## Exercise
Take the lines below between the one holding "Query: parking lot" and the one holding "Query: railing", inclusive, and copy them exactly. Add nothing.

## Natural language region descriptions
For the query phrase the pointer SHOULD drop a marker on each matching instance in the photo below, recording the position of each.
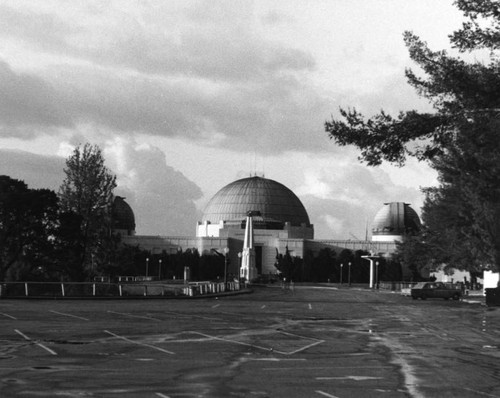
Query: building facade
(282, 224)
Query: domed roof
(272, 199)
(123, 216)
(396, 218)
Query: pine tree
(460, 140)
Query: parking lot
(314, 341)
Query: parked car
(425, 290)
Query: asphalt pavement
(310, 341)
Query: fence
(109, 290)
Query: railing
==
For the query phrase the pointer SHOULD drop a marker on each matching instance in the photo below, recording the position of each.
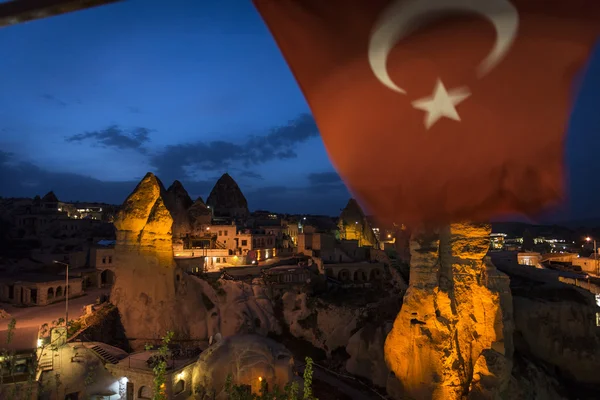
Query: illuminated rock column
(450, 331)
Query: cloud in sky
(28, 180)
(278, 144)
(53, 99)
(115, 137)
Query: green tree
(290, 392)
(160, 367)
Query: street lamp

## Exercise answer
Query: parking lot
(314, 341)
Query: parked car
(425, 290)
Query: asphalt pavement
(310, 341)
Query: fence
(109, 290)
Query: railing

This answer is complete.